Set tasks:
1. In the forum thread about the grizzly attack in Denali, reproduce everything from "http://usnews.nbcnews.com/_news/2012/08 ... -park?lite" down to "in the area.".
2. Answer these questions using the forum thread about the grizzly attack in Denali:
(a) Along which river did day hikers report finding a pack and bloody clothes?
(b) Who shot the large boar, and from what?
(c) Under park regulations, at what distance must backcountry users back away from bears?
3. Continue the forum thread about the grizzly attack in Denali from the point where it stops.

Quoted text:
— start —
# Grizzly Kills backpacker in Denali



## bigbr (Oct 24, 2007)

http://usnews.nbcnews.com/_news/2012/08 ... -park?lite

Rangers discover body after day hikers report finding a pack and bloody clothes Friday afternoon along the Toklat River. The body is believed to have been dead for about three days and the remains were not recovered until today as it was getting dark and there are as many as 12 bears in the area.

The following link is a better acount of the story:
http://www.adn.com/2012/08/25/2599545/h ... ar-in.html


----------



## bigbr (Oct 24, 2007)

The recovery of the hiker's remains continues this afternoon. A large boar who was on the kill site was killed, and there is good reason to believe this is the bear that killed the hiker. A necropsy will occur. The bear was shot from a helicopter by an Alaska State Trooper who was assisting the NPS. The initial investigation last night and this afternoon leaves us believing that the hiker did not have bear spray and did not have a firearm. There is evidence that he spend 8 minutes or more taking pictures of the bear prior to the attack from a distance of perhaps 50 yards. Park regulations require and our pre-trip briefings emphasize that backcountry users to back away from bears that are less than 1/4 mile away.

Updated news releases will be posted on the park web site, www.nps.gov/dena and I'll be putting links to them in the Resource Management section of this forum.

John Quinley
NPS Public Affairs


----------



## utahgolf (Sep 8, 2007)
— end —
Items from a labeling collection:
— start —
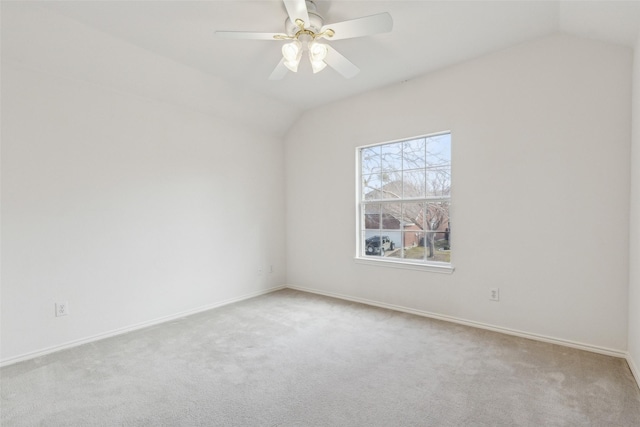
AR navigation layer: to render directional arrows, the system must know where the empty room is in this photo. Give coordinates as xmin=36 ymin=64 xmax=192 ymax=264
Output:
xmin=0 ymin=0 xmax=640 ymax=427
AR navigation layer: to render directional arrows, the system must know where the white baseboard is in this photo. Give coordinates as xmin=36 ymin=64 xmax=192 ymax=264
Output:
xmin=285 ymin=285 xmax=628 ymax=362
xmin=0 ymin=286 xmax=285 ymax=367
xmin=626 ymin=353 xmax=640 ymax=388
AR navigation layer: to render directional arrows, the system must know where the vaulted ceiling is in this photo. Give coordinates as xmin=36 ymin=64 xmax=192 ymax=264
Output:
xmin=3 ymin=0 xmax=640 ymax=134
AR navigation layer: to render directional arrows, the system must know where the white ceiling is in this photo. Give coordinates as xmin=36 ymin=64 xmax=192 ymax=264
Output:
xmin=16 ymin=0 xmax=640 ymax=110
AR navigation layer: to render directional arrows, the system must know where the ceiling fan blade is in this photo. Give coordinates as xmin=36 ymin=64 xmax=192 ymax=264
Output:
xmin=216 ymin=31 xmax=286 ymax=40
xmin=269 ymin=58 xmax=289 ymax=80
xmin=320 ymin=12 xmax=393 ymax=40
xmin=324 ymin=45 xmax=360 ymax=79
xmin=284 ymin=0 xmax=309 ymax=25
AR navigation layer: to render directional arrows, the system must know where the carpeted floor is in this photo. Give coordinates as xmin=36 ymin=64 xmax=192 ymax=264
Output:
xmin=0 ymin=290 xmax=640 ymax=427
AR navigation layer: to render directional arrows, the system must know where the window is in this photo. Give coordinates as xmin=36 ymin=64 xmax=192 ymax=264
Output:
xmin=357 ymin=132 xmax=451 ymax=266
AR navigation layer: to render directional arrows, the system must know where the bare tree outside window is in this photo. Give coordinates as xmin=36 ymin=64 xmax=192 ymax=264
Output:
xmin=358 ymin=133 xmax=451 ymax=263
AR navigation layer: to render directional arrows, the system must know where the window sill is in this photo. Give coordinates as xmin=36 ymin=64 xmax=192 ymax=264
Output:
xmin=354 ymin=257 xmax=455 ymax=274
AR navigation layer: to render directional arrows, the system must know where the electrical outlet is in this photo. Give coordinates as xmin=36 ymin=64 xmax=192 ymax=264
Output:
xmin=56 ymin=301 xmax=69 ymax=317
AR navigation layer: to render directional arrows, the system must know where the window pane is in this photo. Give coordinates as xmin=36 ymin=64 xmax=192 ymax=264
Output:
xmin=382 ymin=203 xmax=402 ymax=230
xmin=425 ymin=201 xmax=449 ymax=232
xmin=425 ymin=233 xmax=451 ymax=262
xmin=358 ymin=134 xmax=451 ymax=263
xmin=362 ymin=173 xmax=382 ymax=200
xmin=402 ymin=138 xmax=426 ymax=170
xmin=403 ymin=234 xmax=426 ymax=261
xmin=382 ymin=172 xmax=402 ymax=199
xmin=360 ymin=147 xmax=381 ymax=175
xmin=381 ymin=142 xmax=402 ymax=172
xmin=427 ymin=167 xmax=451 ymax=196
xmin=427 ymin=134 xmax=451 ymax=167
xmin=362 ymin=204 xmax=380 ymax=231
xmin=402 ymin=203 xmax=425 ymax=231
xmin=402 ymin=169 xmax=426 ymax=198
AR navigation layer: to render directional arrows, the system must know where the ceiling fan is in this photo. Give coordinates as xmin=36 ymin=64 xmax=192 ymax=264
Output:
xmin=216 ymin=0 xmax=393 ymax=80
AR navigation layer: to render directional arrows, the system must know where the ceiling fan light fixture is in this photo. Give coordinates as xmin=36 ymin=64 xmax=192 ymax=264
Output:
xmin=309 ymin=41 xmax=329 ymax=63
xmin=284 ymin=58 xmax=300 ymax=73
xmin=282 ymin=40 xmax=302 ymax=62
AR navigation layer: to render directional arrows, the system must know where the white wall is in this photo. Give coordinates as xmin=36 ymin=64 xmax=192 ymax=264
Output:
xmin=629 ymin=36 xmax=640 ymax=383
xmin=0 ymin=5 xmax=285 ymax=363
xmin=286 ymin=35 xmax=632 ymax=352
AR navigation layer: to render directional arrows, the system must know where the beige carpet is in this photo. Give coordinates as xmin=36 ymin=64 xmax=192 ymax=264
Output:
xmin=0 ymin=290 xmax=640 ymax=427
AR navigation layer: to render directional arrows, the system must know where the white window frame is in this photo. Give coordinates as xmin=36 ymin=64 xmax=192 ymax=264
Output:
xmin=354 ymin=131 xmax=455 ymax=274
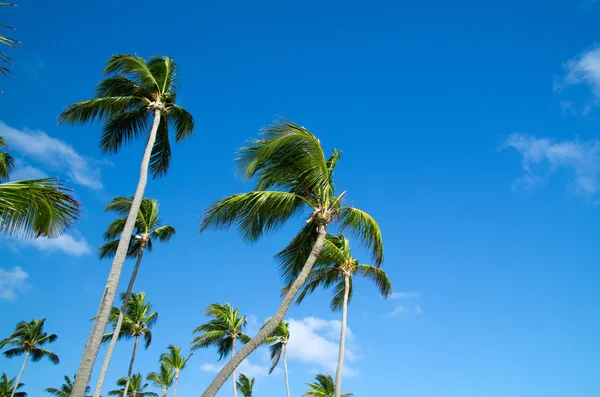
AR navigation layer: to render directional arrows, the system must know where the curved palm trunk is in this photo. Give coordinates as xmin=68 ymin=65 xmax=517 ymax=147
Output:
xmin=204 ymin=225 xmax=327 ymax=397
xmin=123 ymin=336 xmax=140 ymax=397
xmin=335 ymin=274 xmax=350 ymax=397
xmin=10 ymin=352 xmax=29 ymax=397
xmin=94 ymin=240 xmax=146 ymax=397
xmin=71 ymin=109 xmax=161 ymax=397
xmin=283 ymin=343 xmax=290 ymax=397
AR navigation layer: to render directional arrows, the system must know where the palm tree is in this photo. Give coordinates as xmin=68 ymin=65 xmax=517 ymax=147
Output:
xmin=0 ymin=372 xmax=27 ymax=397
xmin=102 ymin=292 xmax=158 ymax=397
xmin=60 ymin=54 xmax=194 ymax=397
xmin=200 ymin=121 xmax=383 ymax=397
xmin=303 ymin=374 xmax=354 ymax=397
xmin=282 ymin=234 xmax=392 ymax=397
xmin=0 ymin=318 xmax=60 ymax=397
xmin=0 ymin=136 xmax=81 ymax=237
xmin=94 ymin=197 xmax=175 ymax=397
xmin=108 ymin=372 xmax=158 ymax=397
xmin=146 ymin=364 xmax=175 ymax=397
xmin=236 ymin=374 xmax=254 ymax=397
xmin=192 ymin=303 xmax=250 ymax=397
xmin=160 ymin=345 xmax=193 ymax=397
xmin=46 ymin=375 xmax=90 ymax=397
xmin=265 ymin=321 xmax=290 ymax=397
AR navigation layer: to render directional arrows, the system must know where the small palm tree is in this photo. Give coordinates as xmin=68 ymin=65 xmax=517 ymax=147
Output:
xmin=108 ymin=372 xmax=158 ymax=397
xmin=45 ymin=375 xmax=90 ymax=397
xmin=0 ymin=136 xmax=81 ymax=237
xmin=146 ymin=364 xmax=175 ymax=397
xmin=192 ymin=303 xmax=250 ymax=397
xmin=160 ymin=345 xmax=193 ymax=397
xmin=0 ymin=372 xmax=27 ymax=397
xmin=102 ymin=292 xmax=158 ymax=397
xmin=0 ymin=318 xmax=59 ymax=397
xmin=94 ymin=197 xmax=175 ymax=397
xmin=303 ymin=374 xmax=354 ymax=397
xmin=265 ymin=321 xmax=290 ymax=397
xmin=199 ymin=121 xmax=383 ymax=397
xmin=236 ymin=374 xmax=254 ymax=397
xmin=60 ymin=54 xmax=194 ymax=397
xmin=282 ymin=234 xmax=392 ymax=397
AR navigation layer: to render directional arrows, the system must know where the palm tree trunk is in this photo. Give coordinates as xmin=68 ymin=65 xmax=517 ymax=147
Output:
xmin=123 ymin=336 xmax=140 ymax=397
xmin=202 ymin=224 xmax=327 ymax=397
xmin=10 ymin=352 xmax=29 ymax=397
xmin=71 ymin=109 xmax=161 ymax=397
xmin=335 ymin=274 xmax=350 ymax=397
xmin=231 ymin=338 xmax=237 ymax=397
xmin=283 ymin=343 xmax=290 ymax=397
xmin=94 ymin=240 xmax=146 ymax=397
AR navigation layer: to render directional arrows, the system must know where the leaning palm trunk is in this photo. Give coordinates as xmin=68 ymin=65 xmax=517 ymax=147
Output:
xmin=10 ymin=352 xmax=29 ymax=397
xmin=202 ymin=224 xmax=327 ymax=397
xmin=94 ymin=240 xmax=146 ymax=397
xmin=335 ymin=274 xmax=350 ymax=397
xmin=123 ymin=336 xmax=140 ymax=397
xmin=71 ymin=105 xmax=161 ymax=397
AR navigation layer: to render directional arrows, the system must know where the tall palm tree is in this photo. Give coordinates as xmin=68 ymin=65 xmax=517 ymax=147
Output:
xmin=45 ymin=375 xmax=90 ymax=397
xmin=0 ymin=318 xmax=60 ymax=397
xmin=108 ymin=372 xmax=158 ymax=397
xmin=94 ymin=197 xmax=175 ymax=397
xmin=282 ymin=234 xmax=392 ymax=397
xmin=303 ymin=374 xmax=354 ymax=397
xmin=146 ymin=364 xmax=175 ymax=397
xmin=0 ymin=136 xmax=81 ymax=237
xmin=160 ymin=345 xmax=193 ymax=397
xmin=265 ymin=321 xmax=290 ymax=397
xmin=236 ymin=374 xmax=254 ymax=397
xmin=60 ymin=54 xmax=194 ymax=397
xmin=200 ymin=121 xmax=383 ymax=397
xmin=0 ymin=372 xmax=27 ymax=397
xmin=192 ymin=303 xmax=250 ymax=397
xmin=102 ymin=292 xmax=158 ymax=397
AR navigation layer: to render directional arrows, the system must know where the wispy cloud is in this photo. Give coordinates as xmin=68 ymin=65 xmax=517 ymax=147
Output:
xmin=501 ymin=133 xmax=600 ymax=196
xmin=0 ymin=121 xmax=102 ymax=190
xmin=0 ymin=266 xmax=29 ymax=300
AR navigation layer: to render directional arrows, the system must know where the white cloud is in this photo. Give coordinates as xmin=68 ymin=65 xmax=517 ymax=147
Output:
xmin=288 ymin=317 xmax=359 ymax=377
xmin=502 ymin=133 xmax=600 ymax=196
xmin=0 ymin=121 xmax=102 ymax=190
xmin=0 ymin=266 xmax=29 ymax=300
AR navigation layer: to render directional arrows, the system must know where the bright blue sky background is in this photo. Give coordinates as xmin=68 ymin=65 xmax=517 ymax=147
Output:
xmin=0 ymin=0 xmax=600 ymax=397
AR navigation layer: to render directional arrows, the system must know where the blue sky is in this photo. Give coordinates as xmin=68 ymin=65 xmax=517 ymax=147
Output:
xmin=0 ymin=0 xmax=600 ymax=397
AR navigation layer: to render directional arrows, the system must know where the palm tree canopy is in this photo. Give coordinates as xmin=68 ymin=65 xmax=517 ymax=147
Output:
xmin=200 ymin=120 xmax=383 ymax=274
xmin=0 ymin=318 xmax=60 ymax=364
xmin=192 ymin=303 xmax=250 ymax=360
xmin=0 ymin=372 xmax=27 ymax=397
xmin=102 ymin=292 xmax=158 ymax=349
xmin=98 ymin=197 xmax=175 ymax=259
xmin=108 ymin=372 xmax=158 ymax=397
xmin=235 ymin=374 xmax=254 ymax=397
xmin=45 ymin=375 xmax=90 ymax=397
xmin=303 ymin=374 xmax=354 ymax=397
xmin=60 ymin=54 xmax=194 ymax=178
xmin=146 ymin=363 xmax=175 ymax=389
xmin=282 ymin=234 xmax=392 ymax=310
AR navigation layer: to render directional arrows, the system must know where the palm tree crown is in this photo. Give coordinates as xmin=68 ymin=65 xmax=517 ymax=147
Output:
xmin=108 ymin=372 xmax=158 ymax=397
xmin=236 ymin=374 xmax=254 ymax=397
xmin=192 ymin=303 xmax=250 ymax=360
xmin=60 ymin=54 xmax=194 ymax=177
xmin=98 ymin=197 xmax=175 ymax=259
xmin=303 ymin=374 xmax=354 ymax=397
xmin=0 ymin=318 xmax=59 ymax=364
xmin=0 ymin=372 xmax=27 ymax=397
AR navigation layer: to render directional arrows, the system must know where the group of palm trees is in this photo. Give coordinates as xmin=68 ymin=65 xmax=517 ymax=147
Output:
— end —
Answers for this exercise:
1.
http://usnews.nbcnews.com/_news/2012/08 ... -park?lite

Rangers discover body after day hikers report finding a pack and bloody clothes Friday afternoon along the Toklat River. The body is believed to have been dead for about three days and the remains were not recovered until today as it was getting dark and there are as many as 12 bears in the area.

2.
(a) The Toklat River.
(b) An Alaska State Trooper assisting the NPS shot it from a helicopter.
(c) Backcountry users must back away from bears that are less than 1/4 mile away.

3.
terrible way to go out


----------



## Squigie (Aug 4, 2012)

The rules are there for a reason.
He ignored them, and paid for it.


----------



## bigbr (Oct 24, 2007)

Man identified: 
49-year-old San Diego, Calif., resident Richard White

Read more here: http://www.adn.com/2012/08/25/2599545/h ... rylink=cpy


----------



## Gumbo (Sep 22, 2007)

I came across a big grizzly while hiking out after 3 weeks on Denali. He was on the trail and we didn't see him until we were about 50 yards from him. He stood up on his hind legs to check us out, and I got really worried. We backed up and walked way around. Amazing animals, but not one I want to get any closer to.


----------



## Duckholla (Sep 24, 2007)

I can't imagine the terror of that unfortunate situation, especially with what looks like no line of defense. Whether he broke the rules or not, I wouldn't wish that upon anybody. I feel horrible for his family.

Good lesson for us all. Be prepared, and pay attention to what the experts recommend.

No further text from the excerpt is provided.